* ASSIGNED TASK *
Would you please output the data exactly, omitting no line?

* GIVEN RECORDS *
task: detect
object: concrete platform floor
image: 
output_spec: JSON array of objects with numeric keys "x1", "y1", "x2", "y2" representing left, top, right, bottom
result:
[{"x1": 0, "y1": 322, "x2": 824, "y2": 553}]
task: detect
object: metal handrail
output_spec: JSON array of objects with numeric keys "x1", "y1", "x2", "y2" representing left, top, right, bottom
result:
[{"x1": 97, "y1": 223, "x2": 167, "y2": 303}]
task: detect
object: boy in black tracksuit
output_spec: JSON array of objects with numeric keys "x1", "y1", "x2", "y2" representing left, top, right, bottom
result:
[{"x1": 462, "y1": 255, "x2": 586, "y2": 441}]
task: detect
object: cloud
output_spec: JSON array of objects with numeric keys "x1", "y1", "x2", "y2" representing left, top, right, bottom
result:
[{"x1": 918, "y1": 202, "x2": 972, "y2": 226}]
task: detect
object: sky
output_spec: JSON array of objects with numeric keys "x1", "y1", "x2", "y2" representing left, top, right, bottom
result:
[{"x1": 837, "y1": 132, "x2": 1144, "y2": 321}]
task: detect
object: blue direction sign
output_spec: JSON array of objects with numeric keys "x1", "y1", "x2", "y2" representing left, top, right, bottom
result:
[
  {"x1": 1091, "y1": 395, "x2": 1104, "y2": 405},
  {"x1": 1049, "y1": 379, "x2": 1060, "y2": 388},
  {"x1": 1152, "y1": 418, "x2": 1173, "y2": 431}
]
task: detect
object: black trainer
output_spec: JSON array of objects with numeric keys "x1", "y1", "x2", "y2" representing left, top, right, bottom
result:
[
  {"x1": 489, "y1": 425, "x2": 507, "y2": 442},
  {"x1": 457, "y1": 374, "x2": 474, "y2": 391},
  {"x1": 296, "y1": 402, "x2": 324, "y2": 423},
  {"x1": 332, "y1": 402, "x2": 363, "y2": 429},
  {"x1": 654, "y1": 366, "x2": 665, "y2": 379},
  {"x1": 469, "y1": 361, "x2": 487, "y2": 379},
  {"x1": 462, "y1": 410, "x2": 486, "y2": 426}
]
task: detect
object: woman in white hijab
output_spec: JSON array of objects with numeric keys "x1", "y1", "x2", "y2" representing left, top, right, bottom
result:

* EXERCISE RESULT *
task: detect
object: concrete platform floor
image: 
output_spec: JSON array of objects with numeric keys "x1", "y1", "x2", "y2" representing left, top, right, bottom
result:
[{"x1": 0, "y1": 322, "x2": 824, "y2": 553}]
task: detect
object: metal handrail
output_spec: JSON array of objects with numeric keys "x1", "y1", "x2", "y2" representing left, top, right, bottom
result:
[{"x1": 97, "y1": 223, "x2": 167, "y2": 303}]
task: detect
object: boy in black tracksuit
output_spec: JSON array of objects with numeric keys "x1", "y1", "x2", "y2" representing left, top, right, bottom
result:
[{"x1": 462, "y1": 255, "x2": 586, "y2": 441}]
task: detect
object: cloud
output_spec: JSON array of objects with numeric keys "x1", "y1", "x2", "y2" representing left, top, right, bottom
result:
[{"x1": 918, "y1": 202, "x2": 972, "y2": 226}]
task: detect
object: sky
output_spec: JSON array of objects with numeric keys "x1", "y1", "x2", "y2" representing left, top, right, bottom
result:
[{"x1": 837, "y1": 132, "x2": 1144, "y2": 321}]
task: detect
object: blue direction sign
output_spec: JSON array of objects with numeric keys "x1", "y1", "x2", "y2" representing left, top, right, bottom
result:
[
  {"x1": 1091, "y1": 395, "x2": 1104, "y2": 405},
  {"x1": 1049, "y1": 379, "x2": 1060, "y2": 388},
  {"x1": 1152, "y1": 418, "x2": 1173, "y2": 431}
]
task: detect
object: black trainer
output_spec: JSON array of objects with numeric keys "x1", "y1", "x2", "y2" representing left, top, right, bottom
result:
[
  {"x1": 489, "y1": 425, "x2": 507, "y2": 442},
  {"x1": 457, "y1": 374, "x2": 474, "y2": 391},
  {"x1": 296, "y1": 402, "x2": 324, "y2": 423},
  {"x1": 332, "y1": 402, "x2": 363, "y2": 429},
  {"x1": 654, "y1": 366, "x2": 665, "y2": 379},
  {"x1": 469, "y1": 361, "x2": 487, "y2": 379},
  {"x1": 462, "y1": 410, "x2": 486, "y2": 426}
]
task: detect
object: woman in white hijab
output_spec: JSON array of objects with numeric keys "x1", "y1", "x2", "y2" representing left, top, right, bottom
result:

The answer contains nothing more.